» **Work to complete**: Please carry on the mailing-list reply below about the Exynos bus interconnect bindings, starting right after its last line.

Hi Sylwester,

On 8/28/20 17:49, Sylwester Nawrocki wrote:
> On 30.07.2020 14:28, Sylwester Nawrocki wrote:
>> On 09.07.2020 23:04, Rob Herring wrote:
>>> On Thu, Jul 02, 2020 at 06:37:19PM +0200, Sylwester Nawrocki wrote:
>>>> Add documentation for new optional properties in the exynos bus nodes:
>>>> samsung,interconnect-parent, #interconnect-cells, bus-width.
>>>> These properties allow to specify the SoC interconnect structure which
>>>> then allows the interconnect consumer devices to request specific
>>>> bandwidth requirements.
>>>>
>>>> Signed-off-by: Artur Świgoń <a.swi...@samsung.com>
>>>> Signed-off-by: Sylwester Nawrocki <s.nawro...@samsung.com>
> 
>>>> --- a/Documentation/devicetree/bindings/devfreq/exynos-bus.txt
>>>> +++ b/Documentation/devicetree/bindings/devfreq/exynos-bus.txt
>>>> @@ -51,6 +51,13 @@ Optional properties only for parent bus device:
>>>>  - exynos,saturation-ratio: the percentage value which is used to calibrate
>>>>                    the performance count against total cycle count.
>>>>  
>>>> +Optional properties for interconnect functionality (QoS frequency 
>>>> constraints):
>>>> +- samsung,interconnect-parent: phandle to the parent interconnect node; 
>>>> for
>>>> +  passive devices should point to same node as the exynos,parent-bus 
>>>> property.
> 
>>> Adding vendor specific properties for a common binding defeats the 
>>> point.

» **Recorded information**:
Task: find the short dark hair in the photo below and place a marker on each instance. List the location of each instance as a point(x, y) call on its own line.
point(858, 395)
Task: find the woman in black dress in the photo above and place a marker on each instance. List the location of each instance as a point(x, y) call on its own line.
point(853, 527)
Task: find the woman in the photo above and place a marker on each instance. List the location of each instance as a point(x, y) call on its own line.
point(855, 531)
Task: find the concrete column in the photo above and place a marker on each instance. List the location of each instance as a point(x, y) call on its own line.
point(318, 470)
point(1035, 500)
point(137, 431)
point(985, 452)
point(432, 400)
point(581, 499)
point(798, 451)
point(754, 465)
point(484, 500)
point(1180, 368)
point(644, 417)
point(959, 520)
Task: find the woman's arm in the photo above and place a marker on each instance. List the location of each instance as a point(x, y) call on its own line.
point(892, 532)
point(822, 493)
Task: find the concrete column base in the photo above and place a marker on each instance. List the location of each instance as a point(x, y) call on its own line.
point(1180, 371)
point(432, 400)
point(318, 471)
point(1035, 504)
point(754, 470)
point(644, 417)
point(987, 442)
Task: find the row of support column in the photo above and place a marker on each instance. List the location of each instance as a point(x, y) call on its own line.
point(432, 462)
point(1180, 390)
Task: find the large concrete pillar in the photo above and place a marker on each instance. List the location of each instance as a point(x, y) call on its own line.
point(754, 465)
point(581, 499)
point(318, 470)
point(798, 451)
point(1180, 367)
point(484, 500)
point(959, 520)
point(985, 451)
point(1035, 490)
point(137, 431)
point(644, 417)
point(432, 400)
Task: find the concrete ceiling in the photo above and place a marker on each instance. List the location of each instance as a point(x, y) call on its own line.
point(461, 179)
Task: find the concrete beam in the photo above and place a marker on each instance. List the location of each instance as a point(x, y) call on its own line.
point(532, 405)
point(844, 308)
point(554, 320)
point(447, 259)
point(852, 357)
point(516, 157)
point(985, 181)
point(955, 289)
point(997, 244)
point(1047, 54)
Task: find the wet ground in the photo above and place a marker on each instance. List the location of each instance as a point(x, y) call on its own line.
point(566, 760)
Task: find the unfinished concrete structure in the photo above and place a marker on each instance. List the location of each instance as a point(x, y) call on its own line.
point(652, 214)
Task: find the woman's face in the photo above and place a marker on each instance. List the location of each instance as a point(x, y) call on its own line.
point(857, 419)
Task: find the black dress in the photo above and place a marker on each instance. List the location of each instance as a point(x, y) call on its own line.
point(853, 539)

» **Expected answer**:
> 
> Actually we could do without any new property if we used existing interconnect
> consumers binding to specify linking between the provider nodes. I think those
> exynos-bus nodes could well be considered both the interconnect providers 
> and consumers. The example would then be something along the lines 
> (yes, I know the bus node naming needs to be fixed):
> 
>       soc {
>               bus_dmc: bus_dmc {
>                       compatible = "samsung,exynos-bus";
>                       /* ... */
>                       samsung,data-clock-ratio = <4>;
>                       #interconnect-cells = <0>;
>               };
> 
>               bus_leftbus: bus_leftbus {
>                       compatible = "samsung,exynos-bus";
>                       /* ... */
>                       interconnects = <&bus_leftbus &bus_dmc>;
>                       #interconnect-cells = <0>;
>               };
> 
>               bus_display: bus_display {
>                       compatible = "samsung,exynos-bus";
>                       /* ... */
>                       interconnects = <&bus_display &bus_leftbus>;

Hmm, bus_display being a consumer of itself is a bit odd? Did you mean:
                        interconnects = <&bus_dmc &bus_leftbus>;

>                       #interconnect-cells = <0>;
>               };
> 
> 
>               &mixer {
>                       compatible = "samsung,exynos4212-mixer";
>                       interconnects = <&bus_display &bus_dmc>;
>                       /* ... */
>               };
>       };
> 
> What do you think, Georgi, Rob?

I can't understand the above example with bus_display being it's own consumer.
This seems strange to me. Could you please clarify it?

Otherwise the interconnect consumer DT bindings are already well established
and i don't see anything preventing a node to be both consumer and provider.
So this should be okay in general.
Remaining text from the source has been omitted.